Data entries:
[START]

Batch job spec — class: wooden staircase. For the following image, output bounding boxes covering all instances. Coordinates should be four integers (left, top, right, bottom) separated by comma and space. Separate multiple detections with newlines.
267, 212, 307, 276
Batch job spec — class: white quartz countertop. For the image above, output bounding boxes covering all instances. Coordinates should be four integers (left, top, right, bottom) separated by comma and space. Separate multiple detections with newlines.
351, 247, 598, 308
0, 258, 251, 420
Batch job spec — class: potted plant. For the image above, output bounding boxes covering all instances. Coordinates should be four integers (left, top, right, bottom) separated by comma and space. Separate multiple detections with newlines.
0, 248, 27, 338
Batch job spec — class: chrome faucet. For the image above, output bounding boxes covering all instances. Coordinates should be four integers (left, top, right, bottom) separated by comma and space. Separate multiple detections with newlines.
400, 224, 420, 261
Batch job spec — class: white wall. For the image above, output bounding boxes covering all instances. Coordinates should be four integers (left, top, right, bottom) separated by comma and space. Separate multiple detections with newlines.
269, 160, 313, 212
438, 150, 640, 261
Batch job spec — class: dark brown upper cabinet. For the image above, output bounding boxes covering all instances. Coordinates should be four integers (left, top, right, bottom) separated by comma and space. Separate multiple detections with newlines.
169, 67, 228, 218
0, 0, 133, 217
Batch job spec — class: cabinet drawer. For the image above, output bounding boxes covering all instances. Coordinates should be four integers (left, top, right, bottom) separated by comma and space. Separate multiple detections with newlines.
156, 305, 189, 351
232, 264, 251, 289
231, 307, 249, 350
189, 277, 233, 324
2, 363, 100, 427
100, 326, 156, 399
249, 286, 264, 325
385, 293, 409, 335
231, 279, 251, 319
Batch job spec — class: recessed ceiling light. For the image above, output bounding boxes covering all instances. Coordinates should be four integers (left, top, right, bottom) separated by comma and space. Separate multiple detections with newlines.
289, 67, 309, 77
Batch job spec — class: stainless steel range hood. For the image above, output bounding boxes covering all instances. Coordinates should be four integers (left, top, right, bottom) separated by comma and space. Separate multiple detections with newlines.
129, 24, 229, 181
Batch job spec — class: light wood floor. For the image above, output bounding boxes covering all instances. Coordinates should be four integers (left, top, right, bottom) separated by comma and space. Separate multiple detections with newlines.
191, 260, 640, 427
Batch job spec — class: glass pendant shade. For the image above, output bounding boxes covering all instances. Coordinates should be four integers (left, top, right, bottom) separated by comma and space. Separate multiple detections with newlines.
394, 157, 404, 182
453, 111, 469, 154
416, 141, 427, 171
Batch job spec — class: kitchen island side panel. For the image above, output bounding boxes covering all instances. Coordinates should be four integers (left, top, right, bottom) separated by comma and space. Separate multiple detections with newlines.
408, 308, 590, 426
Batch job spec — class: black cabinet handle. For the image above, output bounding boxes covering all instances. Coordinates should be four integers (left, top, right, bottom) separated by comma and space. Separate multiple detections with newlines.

[END]

[Requirement] Render every line of the listing above as a numbered list, leaving out blank lines.

[Answer to this task]
1. Batch job spec — class: wooden staircase. For the following image, output bounding boxes covering all instances. Coordinates should be four integers (left, top, right, bottom) separated by comma and space. Separate multiple detections with newlines.
2. 267, 212, 307, 276
3. Batch job spec — class: white quartz countertop. For the image above, output bounding boxes covering all instances. Coordinates should be four integers (left, top, right, bottom) separated by comma and space. Separate multiple detections with newlines.
4. 351, 247, 598, 308
5. 0, 258, 251, 420
6. Batch job spec — class: potted plant. For the image above, output bounding boxes covering all instances. Coordinates should be four integers (left, top, right, bottom) separated by comma and space. Separate multiple detections with newlines.
7. 0, 248, 27, 338
8. Batch job spec — class: chrome faucet. For the image above, output bounding boxes covering all instances. Coordinates should be four integers (left, top, right, bottom) separated by comma and space. Separate multiple detections with newlines.
9. 400, 224, 420, 261
10. Batch job spec — class: white wall. For the image above, output bounding boxes covering all instances. Coordinates should be four integers (left, top, right, bottom) separated by comma and space. Separate multiple detections with newlines.
11. 269, 160, 313, 212
12. 438, 150, 640, 261
13. Batch job spec — class: dark brown upper cabinet. For the image above, output bounding boxes covering all instances. Coordinates should be four integers (left, top, right, bottom) separated by comma and space. Separate multiple detections with newlines.
14. 169, 67, 228, 218
15. 0, 0, 133, 217
16. Batch job spec — class: cabinet drawer. For the image above, output bounding boxes covering all instances. Coordinates should be four integers (left, top, right, bottom) separated by comma and space. Separate multiple detections with newlines.
17. 156, 305, 189, 351
18. 232, 264, 251, 289
19. 231, 307, 249, 350
20. 189, 277, 233, 324
21. 2, 363, 100, 427
22. 100, 326, 156, 399
23. 249, 286, 264, 325
24. 385, 293, 409, 335
25. 231, 279, 251, 319
26. Batch job spec — class: recessed ceiling light. For the image above, output bounding boxes covering all instances. Coordinates should be four integers (left, top, right, bottom) separated by comma and space. Separate multiple detections with newlines.
27. 289, 67, 309, 77
28. Batch job spec — class: stainless steel range hood. For the image above, output bounding boxes covering all instances. Coordinates should be four integers (left, top, right, bottom) separated by comma and space. Separate multiple detections with newlines.
29. 129, 24, 229, 181
30. Batch job spec — class: light wood floor. For the image above, output bounding boxes covering all instances. Coordinates should be four integers (left, top, right, bottom) separated by comma and space. Separate multiple detections with newlines.
31. 191, 260, 640, 427
32. Batch job spec — class: glass pendant shade. For the image above, output bounding boxes covering all instances. Coordinates should be four integers (left, top, right, bottom) separated by comma and space. Separate multiple detections with newlines.
33. 394, 157, 404, 182
34. 453, 111, 469, 154
35. 416, 141, 427, 171
36. Batch job spec — class: kitchen island side panel. For the image above, output bounding boxes covering all instances. Coordinates should be four integers (left, top, right, bottom) separated by comma and space. Separate multiple detections with newlines.
37. 408, 308, 590, 426
38. Batch job spec — class: black cabinet handle. For the image above, output bounding boxes covering all instances. Coordinates should be four integers (left, top, right, bottom) separated by comma and space. Separate multiple detections with newlines.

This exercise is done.